> [DOCUMENT TEXT]:
::::

### Import libraries

In [None]:
import requests
import pandas as pd
import tarfile
import os

### Download the data file

In [86]:
#Function that download the .tgz file and unzip it
def download_unzip():
    file_name = 'tolldata.tgz'  #declare the file.tgz name
    
    if os.path.exists('output'):
        os.system('rm -r output')
        os.mkdir('output')
    else:
        os.mkdir('output')
    
        
    #download the file using requests lib
    response = requests.get('https://cf-courses-data.s3.us.cloud-object-storage.appdomain.cloud/IBM-DB0250EN-SkillsNetwork/labs/Final%20Assignment/tolldata.tgz')
    if response.status_code == 200:
        with open('tolldata.tgz', 'wb') as file:
            file.write(response.content)
    else:
        print("Something Wrong Happened")
        
    #Unzip the tar file to a directory data_files
    try:
        with tarfile.open(file_name,'r:gz') as tar:
            tar.extractall('source_files')
    except tarfile.ReadError as e:
        print(f"Cannot read tar file: {e}")
    except FileNotFoundError as e :
        print(f"{file_name} is not found: {e}")
    except :
        print(f"Something Wrong happend")
    finally:
        print(f"File extracted successfully")

### Extract data from csv file
We need to extract just the following columns:
- Rowid
- Timestamp
- Anonymized Vehicle Number
- Vehicle Type

In [87]:
def extract_csv_data():
    csv_df=pd.read_csv('source_files/vehicle-data.csv',header=None)
    col_names = ['Rowid','Timestamp','Anonymized_vehicle_number','Vehicle_type','Number_of_axles','Vehicle_code']
    #Add column names 
    csv_df.columns=col_names
    extracted_csv=csv_df[['Rowid','Timestamp','Anonymized_vehicle_number','Vehicle_type']]
    extracted_csv.to_csv('output/csv_data.csv',index=False)

::::

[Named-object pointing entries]
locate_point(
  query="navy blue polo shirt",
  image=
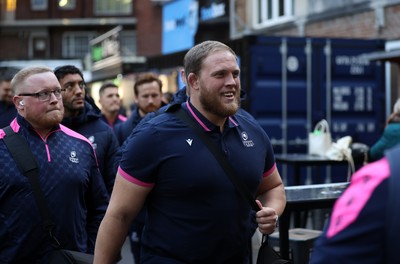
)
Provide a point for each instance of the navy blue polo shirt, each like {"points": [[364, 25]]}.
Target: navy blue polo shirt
{"points": [[195, 214]]}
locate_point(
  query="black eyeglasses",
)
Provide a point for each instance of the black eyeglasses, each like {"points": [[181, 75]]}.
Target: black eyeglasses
{"points": [[44, 95], [71, 86]]}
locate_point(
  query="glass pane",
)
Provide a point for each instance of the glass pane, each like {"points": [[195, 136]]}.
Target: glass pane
{"points": [[39, 4], [113, 6], [66, 4]]}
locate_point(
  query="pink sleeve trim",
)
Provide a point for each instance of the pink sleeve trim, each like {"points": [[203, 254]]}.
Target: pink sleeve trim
{"points": [[270, 171], [130, 178], [348, 207], [122, 118], [14, 125]]}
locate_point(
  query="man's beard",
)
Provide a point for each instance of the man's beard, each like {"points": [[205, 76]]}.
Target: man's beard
{"points": [[212, 104]]}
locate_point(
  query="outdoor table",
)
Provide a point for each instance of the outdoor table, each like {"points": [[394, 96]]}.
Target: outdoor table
{"points": [[298, 160], [306, 197]]}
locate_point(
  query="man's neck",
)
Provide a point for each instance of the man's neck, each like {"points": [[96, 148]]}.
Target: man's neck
{"points": [[110, 116]]}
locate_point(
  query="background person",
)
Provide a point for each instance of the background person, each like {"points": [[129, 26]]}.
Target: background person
{"points": [[390, 136], [110, 104], [363, 227], [194, 213], [73, 188], [80, 116], [148, 98]]}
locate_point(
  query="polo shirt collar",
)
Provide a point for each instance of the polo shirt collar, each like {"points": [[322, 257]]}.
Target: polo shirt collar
{"points": [[204, 122]]}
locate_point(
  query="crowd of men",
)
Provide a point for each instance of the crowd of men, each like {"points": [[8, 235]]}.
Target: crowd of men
{"points": [[150, 176]]}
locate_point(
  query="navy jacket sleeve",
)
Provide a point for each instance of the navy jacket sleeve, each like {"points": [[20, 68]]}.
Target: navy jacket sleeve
{"points": [[97, 199]]}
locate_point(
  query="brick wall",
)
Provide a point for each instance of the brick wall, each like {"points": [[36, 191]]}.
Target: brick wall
{"points": [[149, 35]]}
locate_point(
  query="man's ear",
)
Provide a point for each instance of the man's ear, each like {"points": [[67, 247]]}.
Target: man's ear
{"points": [[193, 80], [18, 102]]}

::::

> [REQUIREMENT A]: Return the passage of the toll data notebook starting with "### Extract data" and going on through "csv_df=pd.read_csv('source_files/vehicle-data.csv',header=None)".
> [REQUIREMENT B]:
Answer these questions using the toll data notebook:
(i) What file name does the download_unzip function declare?
(ii) Into which directory is the tar file extracted?
(iii) To which file does extract_csv_data save the selected columns?
> [REQUIREMENT C]: Write what comes next in the toll data notebook, picking up after its last line.
The data above are separate material from the toll data notebook.

> [TASK OUTPUT A]:
### Extract data from csv file
We need to extract just the following columns:
- Rowid
- Timestamp
- Anonymized Vehicle Number
- Vehicle Type

In [87]:
def extract_csv_data():
    csv_df=pd.read_csv('source_files/vehicle-data.csv',header=None)

> [TASK OUTPUT B]:
(i) tolldata.tgz
(ii) source_files
(iii) output/csv_data.csv

> [TASK OUTPUT C]:
### Extract data from tsv file
We need to extract just the following columns:
- Number of axles
- Tollplaza id
- Tollplaza code

In [88]:
def extract_tsv_data():
    #replace tab separator file to comman separator file called tsv_data.csv
    with open('source_files/tollplaza-data.tsv', 'r') as file:
        with open('output/tsv_data.csv','w') as output:
            output.write(file.read().replace('\t',','))

    tsv_df = pd.read_csv('output/tsv_data.csv',header=None)
    col_names = ['Rowid','Timestamp','Anonymized_vehicle_number','Vehicle_type','Number_of_axles','Tollplaza_id','Tollplaza_code']
    tsv_df.columns=col_names
    tsv_df = tsv_df[['Rowid','Number_of_axles','Tollplaza_id','Tollplaza_code']]
    tsv_df.to_csv('output/tsv_data.csv',index=False)

### Extract data from fixed width file
We need to extract just the following columns:
- Type of payment
- Vehicle Code

In [89]:
def extract_fixed_width_data():
    row_id=[]
    payment_type=[]
    vehicle_code=[]
    with open('source_files/payment-data.txt','r') as input:
        for line in input: 
            # extract only what we needs which are the last two columns and convert it to csv file
            transformed_line = line.strip().replace(' ',',')
            # output.write()
            ls=transformed_line.split(',')
            row_id.append(ls[0])
            payment_type.append(ls[-2])
            vehicle_code.append(ls[-1])#to remove the addition \n which is added after split
    
    dictionary={
        'Rowid':row_id,
        'Payment_type':payment_type,
        'Vehicle_code':vehicle_code
    }            
                
    fixed_df=pd.DataFrame(dictionary)
    fixed_df.to_csv('output/fixed_width_data.csv',index=False)
                
            
    
    
    
    # col_names = ['Rowid','Timestamp','Anonymized_vehicle_number','Tollplaza_id','Tollplaza_code','Type_of_payment','Vehicle_code']
    # fixed_df.columns = col_names
    # fixed_df = fixed_df[['Rowid','Payment_type','Vehicle_type']]
    # fixed_df.to_csv('output/fixed_width_data.csv',index=False)

### Consolidate files (Combine the three files into one file called extracted_data.csv)

In [102]:
def consolidate():    
    csv_df = pd.read_csv('output/csv_data.csv')
    tsv_df = pd.read_csv('output/tsv_data.csv')
    fixed_width_df = pd.read_csv('output/fixed_width_data.csv')
    final_df=csv_df.merge(tsv_df,'inner', on=None).merge(fixed_width_df,'inner',on=None)
    final_df.to_csv('output/extracted_data.csv',index=False)

### Transform data
Do some trivial transformation just for an example like capitalize the Vehicle_type column

In [108]:
def transform():
    final_df = pd.read_csv('output/extracted_data.csv')
    final_df.Vehicle_type  = final_df['Vehicle_type'].apply(lambda x : x.upper())
    final_df.to_csv('output/transformed_data.csv',index=False)


In [109]:
download_unzip()
extract_csv_data()
extract_tsv_data()
extract_fixed_width_data()
consolidate()
transform()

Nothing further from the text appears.